» WRITTEN EXERCISE 1: According to the forum thread below, where on the tongue are the sweet-tasting taste buds located?

I do not know what to think of this. What kind of dreaming this is? Was I right to question him? I felt like sinking in deep waters doing that. I had no ideea what I was doing. And most of all, how can my hand go numb like that EXACTLY as he was trying to charge with good vibes his left hand? Some sort of answers and guidance would be nice at this point.

----------


## AlexaMtz

day3. I stopped doing that with my husband, until it will be clear to me some things, and I have some confidence to do so again. So day 3 with candy I was alone.

There was no overpowering sensation this time. After 10 minutes of sound scanning, I have decided to focus as much as possible on the candy. I realized it is also sweet! I tried a couple of minutes to differentiate the mint flavor from the sweet, to no success. Then I experimented Switching the candy in the mouth. I have tried several locations. First would be the tip of my tongue, then the bottom of it. Then under my tongue and the last would be on the palate of my mouth. The tip of my tongue felt very nice at the beginning, but after my tongue was filled with the mint flavor, it became pretty unbearable, I had to shift its place. The back of my tongue was worst of it all. The sweet could not be sensed almost not at all over there, and then my tongue felt almost immediately throbbing. Under my tongue I could not keep it very long, steady, because my mouth would overflow with saliva, and in the palace the sent was faintest of it all. I then remembered my anatomy class from 8th grade, where the tongue functions and taste buds were, and I realized that the sweet tasting ones are located in the tip of the tongue. I then realized that as long as the tip of the tongue would not throb or be overpowered by the mint taste, the candy would be very enjoyable. I thought then, that this is pretty much applicable for most foods, and that the positioning of the tip of the tongue itself its pretty amazing, since it kind of tricks us things are "good" tasting, as in sweet enough to be enjoyable, while probing just about anything, so that we put it in our mouth and eat it. And the reason we shift the candy in our mouth is because we want to give the tip a break, so the taste buds would not be overpowered by any sensation, and still be able to taste the sweet.

----------


## AlexaMtz

Day 4, day 5, and day 6, I have felt asleep with candy in my mouth. I woke up hours later and it was still there. How come it did not disolve in the sleep I wonder.

----------


## OpheliaBlue

> Day 4, day 5, and day 6, I have felt asleep with candy in my mouth. I woke up hours later and it was still there. How come it did not disolve in the sleep I wonder.



Hah that's so weird. Careful there not to choke

----------


## Sivason

I have found that these lessons changed my whole relationship with food. I now really experience each bite of my food, and with more intensity and detail. Moving the candy in your mouth is an interesting thing. It seems that if we receive constant input on a nerve, such as constant mint on a taste bud, that we erase that info before long. Moving it around wakes your brain back up to the taste.

(Location identification rows)
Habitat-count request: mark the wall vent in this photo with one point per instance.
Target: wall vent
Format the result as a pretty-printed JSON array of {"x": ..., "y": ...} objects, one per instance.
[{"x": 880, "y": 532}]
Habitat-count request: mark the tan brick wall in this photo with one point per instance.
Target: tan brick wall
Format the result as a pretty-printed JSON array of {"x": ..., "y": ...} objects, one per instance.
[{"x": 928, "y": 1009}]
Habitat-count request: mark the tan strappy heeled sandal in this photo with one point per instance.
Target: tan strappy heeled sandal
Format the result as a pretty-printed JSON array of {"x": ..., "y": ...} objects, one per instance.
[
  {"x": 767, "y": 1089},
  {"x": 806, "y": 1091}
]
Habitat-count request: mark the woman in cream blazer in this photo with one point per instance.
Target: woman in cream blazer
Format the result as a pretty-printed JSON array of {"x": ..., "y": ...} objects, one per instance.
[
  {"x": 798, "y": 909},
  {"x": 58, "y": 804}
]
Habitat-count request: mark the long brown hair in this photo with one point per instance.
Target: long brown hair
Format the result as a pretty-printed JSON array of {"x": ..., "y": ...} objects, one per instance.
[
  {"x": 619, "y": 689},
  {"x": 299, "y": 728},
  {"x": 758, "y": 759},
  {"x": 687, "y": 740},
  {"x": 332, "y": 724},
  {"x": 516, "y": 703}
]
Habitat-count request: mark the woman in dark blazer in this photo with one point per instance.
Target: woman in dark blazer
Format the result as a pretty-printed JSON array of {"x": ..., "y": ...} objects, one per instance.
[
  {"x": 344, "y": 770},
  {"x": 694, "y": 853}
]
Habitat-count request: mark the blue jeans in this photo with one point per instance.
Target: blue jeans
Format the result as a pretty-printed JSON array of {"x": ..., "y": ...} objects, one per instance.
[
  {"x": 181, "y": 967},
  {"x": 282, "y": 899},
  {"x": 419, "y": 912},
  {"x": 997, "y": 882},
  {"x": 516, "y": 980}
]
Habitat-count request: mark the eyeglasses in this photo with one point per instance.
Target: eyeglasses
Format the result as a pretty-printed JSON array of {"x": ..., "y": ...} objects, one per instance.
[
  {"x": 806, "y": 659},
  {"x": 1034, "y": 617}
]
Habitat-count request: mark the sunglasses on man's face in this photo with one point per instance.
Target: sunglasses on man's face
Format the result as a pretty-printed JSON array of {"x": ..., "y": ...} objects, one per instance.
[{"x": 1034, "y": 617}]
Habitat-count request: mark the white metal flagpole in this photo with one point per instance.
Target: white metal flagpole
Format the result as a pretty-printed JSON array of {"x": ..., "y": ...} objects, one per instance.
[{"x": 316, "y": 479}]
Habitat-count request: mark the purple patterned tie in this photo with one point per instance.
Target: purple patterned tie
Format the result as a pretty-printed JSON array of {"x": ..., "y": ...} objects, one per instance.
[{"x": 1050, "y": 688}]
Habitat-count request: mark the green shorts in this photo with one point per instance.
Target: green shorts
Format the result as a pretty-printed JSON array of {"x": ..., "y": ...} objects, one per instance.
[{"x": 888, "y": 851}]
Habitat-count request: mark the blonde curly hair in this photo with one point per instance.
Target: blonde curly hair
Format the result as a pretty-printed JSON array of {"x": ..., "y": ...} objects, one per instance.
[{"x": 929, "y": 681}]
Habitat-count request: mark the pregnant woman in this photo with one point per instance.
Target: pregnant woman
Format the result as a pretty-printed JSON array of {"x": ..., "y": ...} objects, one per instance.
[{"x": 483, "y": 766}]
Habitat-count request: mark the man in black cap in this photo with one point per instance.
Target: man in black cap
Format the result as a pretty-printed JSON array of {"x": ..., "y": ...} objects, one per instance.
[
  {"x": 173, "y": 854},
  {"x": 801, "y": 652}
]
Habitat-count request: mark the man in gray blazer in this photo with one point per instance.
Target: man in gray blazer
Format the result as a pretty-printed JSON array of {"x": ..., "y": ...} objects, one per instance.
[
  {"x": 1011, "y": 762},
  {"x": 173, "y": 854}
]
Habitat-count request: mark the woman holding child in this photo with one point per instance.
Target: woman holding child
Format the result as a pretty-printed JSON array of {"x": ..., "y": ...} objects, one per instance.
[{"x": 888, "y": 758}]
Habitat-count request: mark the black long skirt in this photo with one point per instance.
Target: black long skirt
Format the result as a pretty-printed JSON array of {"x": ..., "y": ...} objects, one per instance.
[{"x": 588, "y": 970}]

» WRITTEN EXERCISE 2: Please repeat the rows from the line containing "Habitat-count request: mark the green" through the end of the rows, inclusive, with every x and y coordinate in the answers increased by 17.

» TASK RESPONSE 1: In the tip of the tongue.

» TASK RESPONSE 2:
Habitat-count request: mark the green shorts in this photo with one point per instance.
Target: green shorts
Format the result as a pretty-printed JSON array of {"x": ..., "y": ...} objects, one per instance.
[{"x": 905, "y": 868}]
Habitat-count request: mark the blonde curly hair in this photo with one point per instance.
Target: blonde curly hair
Format the result as a pretty-printed JSON array of {"x": ..., "y": ...} objects, one per instance.
[{"x": 946, "y": 698}]
Habitat-count request: mark the pregnant woman in this photo with one point per instance.
Target: pregnant woman
Format the result as a pretty-printed JSON array of {"x": ..., "y": ...} objects, one per instance.
[{"x": 500, "y": 783}]
Habitat-count request: mark the man in black cap in this photo with one point per instance.
Target: man in black cap
Format the result as a pretty-printed JSON array of {"x": ..., "y": ...} objects, one per instance.
[
  {"x": 190, "y": 871},
  {"x": 818, "y": 669}
]
Habitat-count request: mark the man in gray blazer in this photo with one point per instance.
Target: man in gray blazer
Format the result as a pretty-printed JSON array of {"x": ..., "y": ...} objects, one per instance.
[
  {"x": 1028, "y": 779},
  {"x": 190, "y": 871}
]
Habitat-count request: mark the woman holding child in this photo with one point per instance.
Target: woman holding child
Format the result as a pretty-printed JSON array of {"x": ..., "y": ...} objects, one per instance.
[{"x": 905, "y": 775}]
Habitat-count request: mark the black long skirt in this photo with one point per instance.
Target: black long skirt
Format the result as a pretty-printed JSON array of {"x": ..., "y": ...} objects, one per instance.
[{"x": 605, "y": 987}]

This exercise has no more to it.